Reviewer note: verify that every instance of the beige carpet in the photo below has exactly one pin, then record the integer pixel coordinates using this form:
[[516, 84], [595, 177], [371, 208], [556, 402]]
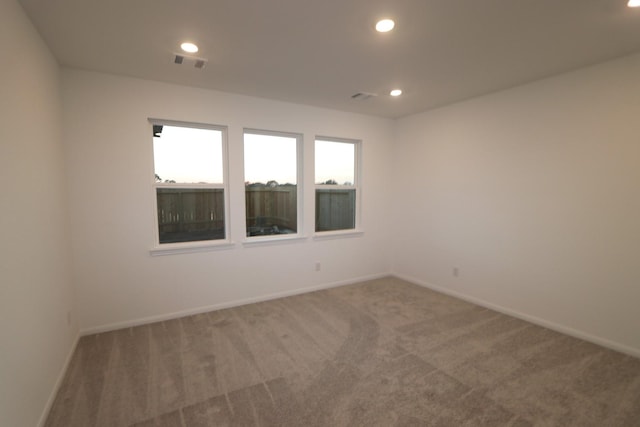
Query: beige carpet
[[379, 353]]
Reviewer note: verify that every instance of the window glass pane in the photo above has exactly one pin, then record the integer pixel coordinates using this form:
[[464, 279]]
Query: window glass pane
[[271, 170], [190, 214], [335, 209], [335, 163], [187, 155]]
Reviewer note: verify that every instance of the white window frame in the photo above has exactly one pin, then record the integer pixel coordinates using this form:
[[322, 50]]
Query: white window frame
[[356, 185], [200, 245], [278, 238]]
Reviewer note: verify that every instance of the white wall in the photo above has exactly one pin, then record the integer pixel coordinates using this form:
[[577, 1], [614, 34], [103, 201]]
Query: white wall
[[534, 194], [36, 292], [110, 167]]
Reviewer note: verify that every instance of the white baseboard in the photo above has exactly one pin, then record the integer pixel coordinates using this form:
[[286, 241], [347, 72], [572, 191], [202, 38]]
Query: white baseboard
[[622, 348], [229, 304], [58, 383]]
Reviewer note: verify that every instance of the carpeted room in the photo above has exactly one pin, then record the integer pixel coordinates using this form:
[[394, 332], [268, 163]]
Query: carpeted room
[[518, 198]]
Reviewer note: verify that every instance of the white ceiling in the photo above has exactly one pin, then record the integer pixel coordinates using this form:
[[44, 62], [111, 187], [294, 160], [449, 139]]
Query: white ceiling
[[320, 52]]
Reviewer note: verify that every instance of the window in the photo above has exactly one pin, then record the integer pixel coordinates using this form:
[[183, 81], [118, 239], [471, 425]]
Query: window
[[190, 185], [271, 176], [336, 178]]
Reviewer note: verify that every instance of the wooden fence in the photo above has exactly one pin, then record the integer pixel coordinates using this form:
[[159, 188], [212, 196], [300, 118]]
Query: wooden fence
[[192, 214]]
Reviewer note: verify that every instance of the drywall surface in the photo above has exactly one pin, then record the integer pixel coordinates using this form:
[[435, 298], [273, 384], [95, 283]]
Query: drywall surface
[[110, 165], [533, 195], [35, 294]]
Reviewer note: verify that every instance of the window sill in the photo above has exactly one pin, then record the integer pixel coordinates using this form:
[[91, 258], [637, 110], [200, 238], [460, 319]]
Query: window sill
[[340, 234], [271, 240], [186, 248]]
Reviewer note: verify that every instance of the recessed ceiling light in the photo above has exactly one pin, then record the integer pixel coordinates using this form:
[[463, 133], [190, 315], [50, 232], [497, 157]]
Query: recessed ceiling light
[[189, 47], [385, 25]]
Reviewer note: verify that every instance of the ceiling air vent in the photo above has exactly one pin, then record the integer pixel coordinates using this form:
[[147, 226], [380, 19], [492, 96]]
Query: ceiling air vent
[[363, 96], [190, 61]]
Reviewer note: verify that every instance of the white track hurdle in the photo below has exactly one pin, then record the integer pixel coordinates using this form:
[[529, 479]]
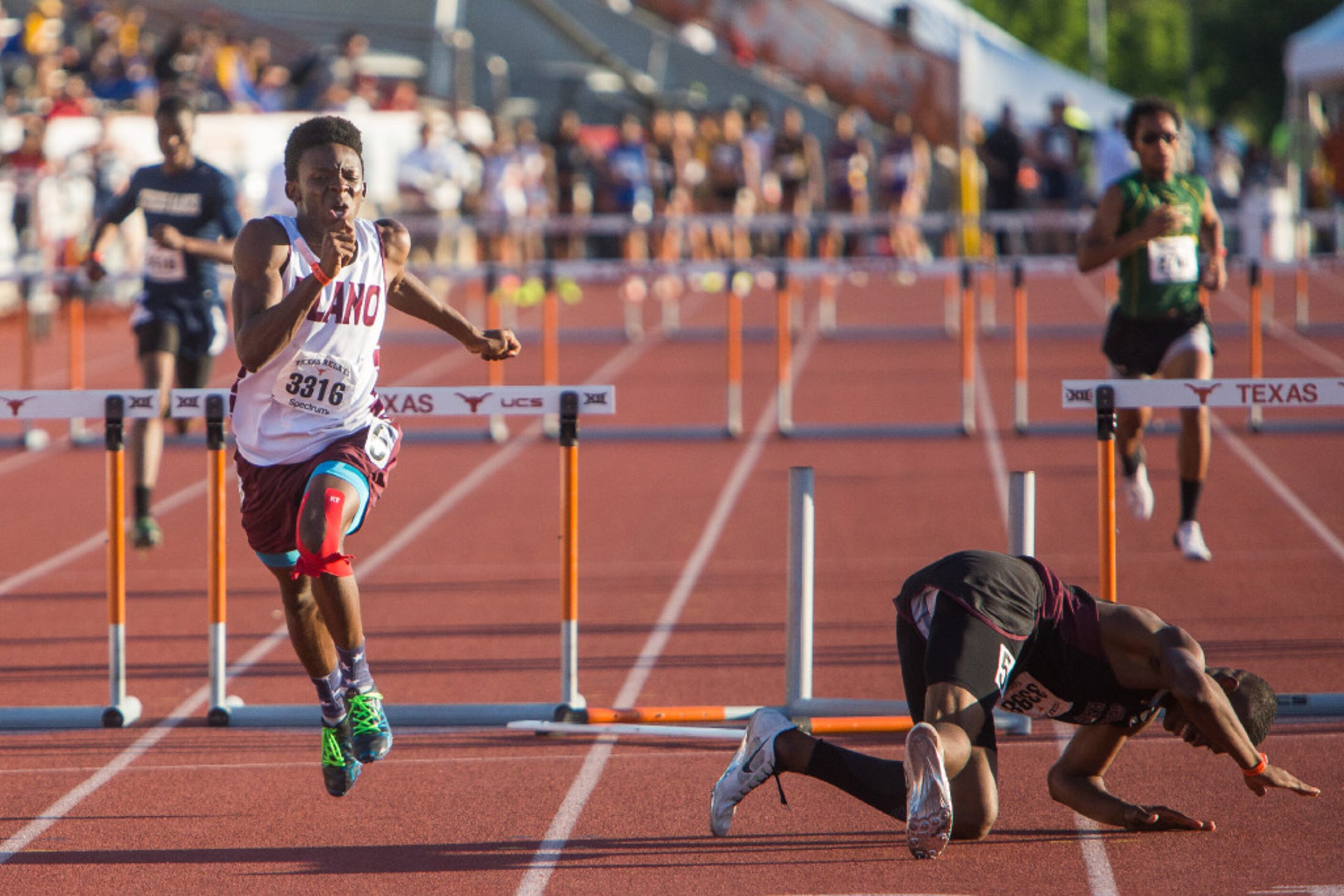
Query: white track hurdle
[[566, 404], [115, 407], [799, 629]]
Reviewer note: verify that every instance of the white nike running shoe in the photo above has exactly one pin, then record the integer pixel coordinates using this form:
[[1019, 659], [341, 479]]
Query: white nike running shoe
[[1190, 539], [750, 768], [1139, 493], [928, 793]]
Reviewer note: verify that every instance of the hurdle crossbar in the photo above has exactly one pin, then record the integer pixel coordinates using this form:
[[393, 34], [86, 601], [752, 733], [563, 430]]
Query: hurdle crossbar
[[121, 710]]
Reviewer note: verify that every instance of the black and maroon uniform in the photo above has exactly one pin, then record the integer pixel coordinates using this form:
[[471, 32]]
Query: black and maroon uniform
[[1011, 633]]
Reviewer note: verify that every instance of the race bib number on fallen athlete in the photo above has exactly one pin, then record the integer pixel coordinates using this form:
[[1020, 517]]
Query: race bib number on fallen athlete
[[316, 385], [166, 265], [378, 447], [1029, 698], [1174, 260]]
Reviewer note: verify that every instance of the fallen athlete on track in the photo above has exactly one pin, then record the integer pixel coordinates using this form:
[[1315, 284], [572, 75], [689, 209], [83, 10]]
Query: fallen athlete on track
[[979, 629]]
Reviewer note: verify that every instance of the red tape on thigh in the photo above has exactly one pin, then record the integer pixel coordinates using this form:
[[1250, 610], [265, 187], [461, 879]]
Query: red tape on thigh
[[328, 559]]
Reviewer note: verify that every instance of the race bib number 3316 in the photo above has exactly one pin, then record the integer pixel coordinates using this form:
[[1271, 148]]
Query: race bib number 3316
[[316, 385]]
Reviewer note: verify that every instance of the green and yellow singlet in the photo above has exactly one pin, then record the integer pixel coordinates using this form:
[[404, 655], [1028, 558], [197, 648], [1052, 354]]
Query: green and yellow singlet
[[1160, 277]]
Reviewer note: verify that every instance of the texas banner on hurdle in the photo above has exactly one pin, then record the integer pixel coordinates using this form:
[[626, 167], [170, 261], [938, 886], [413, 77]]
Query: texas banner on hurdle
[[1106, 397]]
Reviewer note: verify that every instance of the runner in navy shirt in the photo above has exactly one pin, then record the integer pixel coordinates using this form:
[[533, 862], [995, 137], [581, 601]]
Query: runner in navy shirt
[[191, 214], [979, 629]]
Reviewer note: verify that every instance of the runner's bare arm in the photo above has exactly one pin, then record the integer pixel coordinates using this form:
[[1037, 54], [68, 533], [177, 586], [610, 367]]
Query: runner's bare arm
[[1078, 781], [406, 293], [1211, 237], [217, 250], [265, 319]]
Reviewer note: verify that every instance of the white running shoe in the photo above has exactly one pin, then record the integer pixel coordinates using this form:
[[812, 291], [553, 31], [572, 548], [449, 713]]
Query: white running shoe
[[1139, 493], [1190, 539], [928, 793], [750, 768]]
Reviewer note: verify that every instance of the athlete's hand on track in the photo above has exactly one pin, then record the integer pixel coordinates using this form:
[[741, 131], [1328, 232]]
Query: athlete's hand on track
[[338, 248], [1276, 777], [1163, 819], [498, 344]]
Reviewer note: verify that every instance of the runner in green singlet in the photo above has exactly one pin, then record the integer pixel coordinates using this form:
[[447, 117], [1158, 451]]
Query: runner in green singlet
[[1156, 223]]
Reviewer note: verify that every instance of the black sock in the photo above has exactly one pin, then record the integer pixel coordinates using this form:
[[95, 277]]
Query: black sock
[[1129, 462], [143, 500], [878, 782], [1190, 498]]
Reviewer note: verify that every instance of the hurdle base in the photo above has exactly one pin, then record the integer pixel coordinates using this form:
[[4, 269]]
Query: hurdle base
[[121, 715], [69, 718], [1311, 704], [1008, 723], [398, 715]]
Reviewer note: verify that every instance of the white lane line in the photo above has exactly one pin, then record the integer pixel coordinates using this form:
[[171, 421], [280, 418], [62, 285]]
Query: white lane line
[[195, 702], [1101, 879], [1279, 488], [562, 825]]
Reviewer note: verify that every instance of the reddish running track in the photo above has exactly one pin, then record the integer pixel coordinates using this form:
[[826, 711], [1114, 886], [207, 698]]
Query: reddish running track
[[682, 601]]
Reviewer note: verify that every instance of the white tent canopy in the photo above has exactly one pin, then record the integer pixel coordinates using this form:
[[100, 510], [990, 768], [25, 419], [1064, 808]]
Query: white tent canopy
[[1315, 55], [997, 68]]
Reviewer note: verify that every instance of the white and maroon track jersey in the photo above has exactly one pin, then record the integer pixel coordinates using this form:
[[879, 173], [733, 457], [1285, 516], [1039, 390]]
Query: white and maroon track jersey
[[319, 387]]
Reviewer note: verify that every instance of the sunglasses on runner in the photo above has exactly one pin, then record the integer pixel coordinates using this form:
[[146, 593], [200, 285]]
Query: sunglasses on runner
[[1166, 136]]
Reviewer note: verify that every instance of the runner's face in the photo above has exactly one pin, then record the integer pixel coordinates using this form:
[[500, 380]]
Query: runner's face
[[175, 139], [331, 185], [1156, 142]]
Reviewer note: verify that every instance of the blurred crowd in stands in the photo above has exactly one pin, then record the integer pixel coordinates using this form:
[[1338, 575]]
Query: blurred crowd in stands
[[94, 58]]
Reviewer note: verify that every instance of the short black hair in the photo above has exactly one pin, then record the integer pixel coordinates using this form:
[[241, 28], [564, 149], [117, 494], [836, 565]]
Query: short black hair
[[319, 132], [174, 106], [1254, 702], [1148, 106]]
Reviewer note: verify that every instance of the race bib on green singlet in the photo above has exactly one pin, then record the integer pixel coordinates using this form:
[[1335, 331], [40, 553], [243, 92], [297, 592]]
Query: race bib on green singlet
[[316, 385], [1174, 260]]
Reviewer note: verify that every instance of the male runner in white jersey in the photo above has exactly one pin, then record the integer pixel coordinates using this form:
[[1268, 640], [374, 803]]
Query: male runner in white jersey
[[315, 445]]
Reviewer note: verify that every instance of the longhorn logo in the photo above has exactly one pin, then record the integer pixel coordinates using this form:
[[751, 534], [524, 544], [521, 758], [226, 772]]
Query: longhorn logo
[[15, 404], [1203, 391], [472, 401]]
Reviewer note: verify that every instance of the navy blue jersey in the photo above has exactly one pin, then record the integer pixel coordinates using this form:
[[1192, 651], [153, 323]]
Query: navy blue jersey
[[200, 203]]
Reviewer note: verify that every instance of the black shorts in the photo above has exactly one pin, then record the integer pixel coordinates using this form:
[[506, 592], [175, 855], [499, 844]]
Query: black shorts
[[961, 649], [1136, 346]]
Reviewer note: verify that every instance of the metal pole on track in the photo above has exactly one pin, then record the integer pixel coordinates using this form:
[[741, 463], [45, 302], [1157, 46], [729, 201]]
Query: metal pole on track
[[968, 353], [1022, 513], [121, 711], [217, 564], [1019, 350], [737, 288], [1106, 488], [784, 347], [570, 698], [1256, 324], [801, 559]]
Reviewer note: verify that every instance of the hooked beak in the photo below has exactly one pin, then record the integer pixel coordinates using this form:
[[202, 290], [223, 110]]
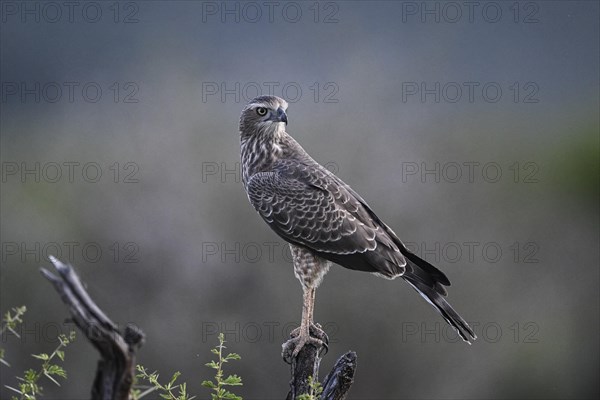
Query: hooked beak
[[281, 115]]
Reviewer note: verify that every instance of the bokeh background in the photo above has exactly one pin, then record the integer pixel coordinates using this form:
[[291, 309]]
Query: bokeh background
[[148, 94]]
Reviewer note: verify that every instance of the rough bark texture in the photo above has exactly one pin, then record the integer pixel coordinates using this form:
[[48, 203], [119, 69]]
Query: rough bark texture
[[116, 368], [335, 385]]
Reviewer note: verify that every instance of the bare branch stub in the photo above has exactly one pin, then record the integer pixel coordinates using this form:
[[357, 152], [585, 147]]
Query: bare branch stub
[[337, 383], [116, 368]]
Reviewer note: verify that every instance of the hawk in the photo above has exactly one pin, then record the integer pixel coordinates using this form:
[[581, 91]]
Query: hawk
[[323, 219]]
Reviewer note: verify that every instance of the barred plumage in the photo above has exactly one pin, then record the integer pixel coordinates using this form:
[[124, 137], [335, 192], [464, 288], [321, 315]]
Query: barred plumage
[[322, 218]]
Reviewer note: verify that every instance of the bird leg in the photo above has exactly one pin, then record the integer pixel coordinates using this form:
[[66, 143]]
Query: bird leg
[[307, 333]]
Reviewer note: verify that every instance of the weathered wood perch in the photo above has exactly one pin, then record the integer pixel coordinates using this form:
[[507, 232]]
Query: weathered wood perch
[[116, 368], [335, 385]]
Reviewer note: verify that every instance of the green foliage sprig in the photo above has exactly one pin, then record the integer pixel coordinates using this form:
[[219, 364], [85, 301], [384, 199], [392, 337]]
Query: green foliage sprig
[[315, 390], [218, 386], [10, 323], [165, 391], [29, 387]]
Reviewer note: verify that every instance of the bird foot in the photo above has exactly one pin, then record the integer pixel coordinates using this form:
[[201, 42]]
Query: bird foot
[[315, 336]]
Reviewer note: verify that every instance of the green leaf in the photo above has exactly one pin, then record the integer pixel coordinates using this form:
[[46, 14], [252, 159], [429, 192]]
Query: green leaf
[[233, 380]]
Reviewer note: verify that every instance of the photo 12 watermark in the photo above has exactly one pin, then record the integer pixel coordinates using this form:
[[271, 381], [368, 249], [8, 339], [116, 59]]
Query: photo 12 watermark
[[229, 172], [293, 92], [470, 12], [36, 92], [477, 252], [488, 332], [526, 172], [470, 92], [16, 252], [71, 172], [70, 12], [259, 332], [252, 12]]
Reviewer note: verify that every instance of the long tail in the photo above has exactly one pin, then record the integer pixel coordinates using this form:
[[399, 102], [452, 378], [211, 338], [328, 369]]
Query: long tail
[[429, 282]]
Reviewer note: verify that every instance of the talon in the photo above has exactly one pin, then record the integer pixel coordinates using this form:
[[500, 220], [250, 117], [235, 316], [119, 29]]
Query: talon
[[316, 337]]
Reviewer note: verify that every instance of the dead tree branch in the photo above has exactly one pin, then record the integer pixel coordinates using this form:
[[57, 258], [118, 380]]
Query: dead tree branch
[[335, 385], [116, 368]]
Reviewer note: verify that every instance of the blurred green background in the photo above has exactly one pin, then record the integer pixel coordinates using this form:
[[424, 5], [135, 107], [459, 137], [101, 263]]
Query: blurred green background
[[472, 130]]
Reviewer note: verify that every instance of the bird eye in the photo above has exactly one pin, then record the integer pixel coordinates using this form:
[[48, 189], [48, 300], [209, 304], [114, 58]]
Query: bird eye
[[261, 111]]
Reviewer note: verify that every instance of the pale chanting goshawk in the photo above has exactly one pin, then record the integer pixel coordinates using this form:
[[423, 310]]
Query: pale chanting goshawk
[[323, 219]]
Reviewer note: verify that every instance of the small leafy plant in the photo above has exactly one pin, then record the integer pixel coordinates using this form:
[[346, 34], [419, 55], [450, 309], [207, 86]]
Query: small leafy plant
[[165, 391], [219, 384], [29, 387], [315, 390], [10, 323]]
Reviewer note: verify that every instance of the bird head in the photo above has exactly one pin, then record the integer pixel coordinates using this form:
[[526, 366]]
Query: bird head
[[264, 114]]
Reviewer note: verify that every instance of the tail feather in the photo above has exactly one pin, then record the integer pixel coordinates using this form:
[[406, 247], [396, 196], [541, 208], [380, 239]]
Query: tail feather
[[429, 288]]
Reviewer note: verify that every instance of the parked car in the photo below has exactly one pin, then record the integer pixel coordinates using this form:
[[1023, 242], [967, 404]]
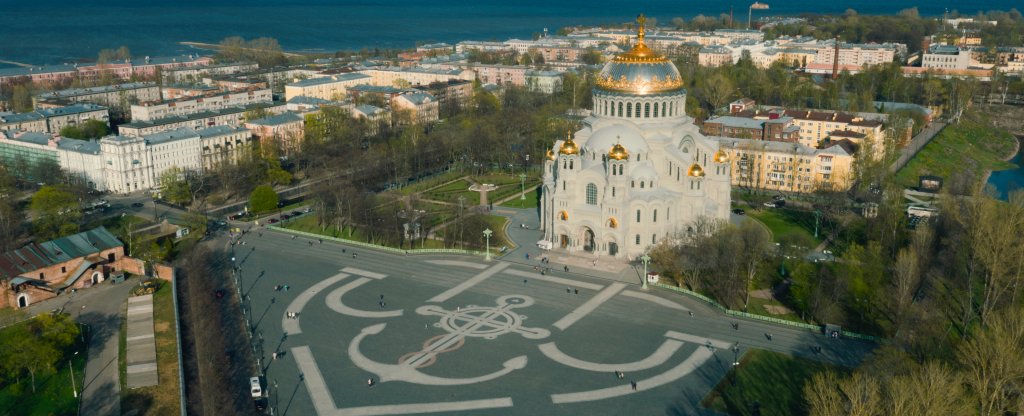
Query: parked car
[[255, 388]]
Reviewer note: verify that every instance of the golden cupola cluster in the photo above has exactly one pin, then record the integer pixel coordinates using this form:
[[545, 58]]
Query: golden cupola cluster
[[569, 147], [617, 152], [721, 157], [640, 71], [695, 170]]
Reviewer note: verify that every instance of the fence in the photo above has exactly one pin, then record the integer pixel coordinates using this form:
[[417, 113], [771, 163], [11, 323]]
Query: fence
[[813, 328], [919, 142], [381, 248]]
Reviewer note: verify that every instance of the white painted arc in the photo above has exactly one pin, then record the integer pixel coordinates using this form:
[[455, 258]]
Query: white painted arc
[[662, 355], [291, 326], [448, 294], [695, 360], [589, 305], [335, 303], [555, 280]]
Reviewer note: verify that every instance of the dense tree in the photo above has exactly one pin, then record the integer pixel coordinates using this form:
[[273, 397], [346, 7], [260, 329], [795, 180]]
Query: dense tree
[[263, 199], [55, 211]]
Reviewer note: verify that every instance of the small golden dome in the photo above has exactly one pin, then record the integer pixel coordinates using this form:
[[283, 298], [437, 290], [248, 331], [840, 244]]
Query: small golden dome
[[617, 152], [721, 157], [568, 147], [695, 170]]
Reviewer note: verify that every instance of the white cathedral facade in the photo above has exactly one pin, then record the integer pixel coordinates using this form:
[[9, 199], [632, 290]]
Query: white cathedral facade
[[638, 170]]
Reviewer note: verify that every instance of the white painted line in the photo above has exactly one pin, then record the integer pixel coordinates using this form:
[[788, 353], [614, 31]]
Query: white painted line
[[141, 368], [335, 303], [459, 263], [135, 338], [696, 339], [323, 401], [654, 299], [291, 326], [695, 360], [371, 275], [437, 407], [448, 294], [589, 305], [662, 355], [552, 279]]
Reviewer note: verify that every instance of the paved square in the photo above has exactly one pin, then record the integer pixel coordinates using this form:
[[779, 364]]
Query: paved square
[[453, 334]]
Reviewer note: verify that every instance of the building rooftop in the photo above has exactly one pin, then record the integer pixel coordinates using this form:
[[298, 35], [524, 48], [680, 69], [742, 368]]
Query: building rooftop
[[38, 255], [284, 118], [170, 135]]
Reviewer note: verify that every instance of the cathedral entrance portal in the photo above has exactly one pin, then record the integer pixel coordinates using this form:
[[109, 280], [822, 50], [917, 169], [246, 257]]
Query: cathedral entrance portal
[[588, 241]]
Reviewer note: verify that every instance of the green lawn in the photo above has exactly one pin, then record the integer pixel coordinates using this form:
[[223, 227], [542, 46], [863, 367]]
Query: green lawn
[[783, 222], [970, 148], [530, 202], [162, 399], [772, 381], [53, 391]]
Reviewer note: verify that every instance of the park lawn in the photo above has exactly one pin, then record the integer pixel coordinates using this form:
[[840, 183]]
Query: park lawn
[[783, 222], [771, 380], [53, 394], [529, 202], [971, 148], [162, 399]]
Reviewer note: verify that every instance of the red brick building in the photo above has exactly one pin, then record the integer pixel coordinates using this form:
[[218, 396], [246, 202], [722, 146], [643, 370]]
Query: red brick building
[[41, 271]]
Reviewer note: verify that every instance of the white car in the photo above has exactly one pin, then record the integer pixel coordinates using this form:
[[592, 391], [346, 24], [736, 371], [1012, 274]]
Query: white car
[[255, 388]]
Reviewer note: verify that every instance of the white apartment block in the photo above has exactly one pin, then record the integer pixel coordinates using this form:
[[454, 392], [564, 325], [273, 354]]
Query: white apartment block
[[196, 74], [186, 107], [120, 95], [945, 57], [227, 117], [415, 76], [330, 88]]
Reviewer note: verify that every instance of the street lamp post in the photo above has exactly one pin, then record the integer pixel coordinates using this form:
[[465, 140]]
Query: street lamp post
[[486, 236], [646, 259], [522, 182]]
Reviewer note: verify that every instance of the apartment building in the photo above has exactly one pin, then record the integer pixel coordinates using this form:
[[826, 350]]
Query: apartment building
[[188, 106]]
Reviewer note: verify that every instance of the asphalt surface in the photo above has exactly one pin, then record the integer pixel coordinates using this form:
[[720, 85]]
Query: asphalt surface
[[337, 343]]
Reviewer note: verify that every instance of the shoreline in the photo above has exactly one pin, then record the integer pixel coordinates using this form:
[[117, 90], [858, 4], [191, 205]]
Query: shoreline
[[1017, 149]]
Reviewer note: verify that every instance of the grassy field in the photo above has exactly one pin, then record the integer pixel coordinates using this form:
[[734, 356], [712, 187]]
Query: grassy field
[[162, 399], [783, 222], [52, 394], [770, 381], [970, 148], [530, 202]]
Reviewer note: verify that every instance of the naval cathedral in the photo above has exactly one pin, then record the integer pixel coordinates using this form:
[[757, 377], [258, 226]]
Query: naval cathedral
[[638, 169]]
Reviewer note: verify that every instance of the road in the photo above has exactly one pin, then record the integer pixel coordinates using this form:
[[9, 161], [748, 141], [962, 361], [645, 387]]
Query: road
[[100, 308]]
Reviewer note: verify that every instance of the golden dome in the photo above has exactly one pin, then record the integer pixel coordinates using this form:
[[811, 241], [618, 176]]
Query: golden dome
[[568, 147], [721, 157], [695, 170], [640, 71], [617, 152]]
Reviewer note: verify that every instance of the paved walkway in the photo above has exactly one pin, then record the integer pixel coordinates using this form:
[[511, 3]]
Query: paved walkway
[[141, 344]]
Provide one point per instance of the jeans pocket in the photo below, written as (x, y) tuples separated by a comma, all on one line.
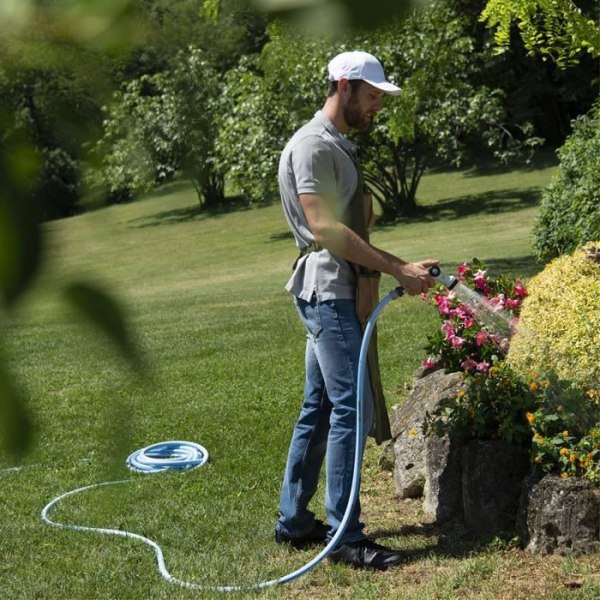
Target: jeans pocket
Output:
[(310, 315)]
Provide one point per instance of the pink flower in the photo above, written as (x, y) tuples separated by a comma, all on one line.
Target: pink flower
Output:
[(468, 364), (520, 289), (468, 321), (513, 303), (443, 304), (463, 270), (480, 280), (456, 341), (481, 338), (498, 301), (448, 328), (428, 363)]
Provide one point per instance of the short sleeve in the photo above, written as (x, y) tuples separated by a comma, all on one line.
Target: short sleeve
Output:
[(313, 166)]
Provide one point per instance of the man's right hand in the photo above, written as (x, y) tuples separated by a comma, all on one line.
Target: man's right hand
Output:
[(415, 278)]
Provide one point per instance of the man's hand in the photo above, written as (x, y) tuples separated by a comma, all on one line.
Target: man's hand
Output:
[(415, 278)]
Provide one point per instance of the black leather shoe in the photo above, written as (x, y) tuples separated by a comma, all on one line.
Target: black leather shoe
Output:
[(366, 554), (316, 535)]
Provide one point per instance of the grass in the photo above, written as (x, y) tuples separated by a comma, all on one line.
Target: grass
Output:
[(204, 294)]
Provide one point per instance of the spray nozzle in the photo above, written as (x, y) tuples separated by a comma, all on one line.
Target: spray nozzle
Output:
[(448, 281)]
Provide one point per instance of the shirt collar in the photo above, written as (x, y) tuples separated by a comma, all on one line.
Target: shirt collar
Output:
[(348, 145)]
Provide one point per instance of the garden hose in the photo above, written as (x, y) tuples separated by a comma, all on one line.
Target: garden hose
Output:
--- --- ---
WHAT YOU WILL DO –
Lines with the word "flower": how many are there in the material? Answer with the number alone.

WRITTEN REPLY –
2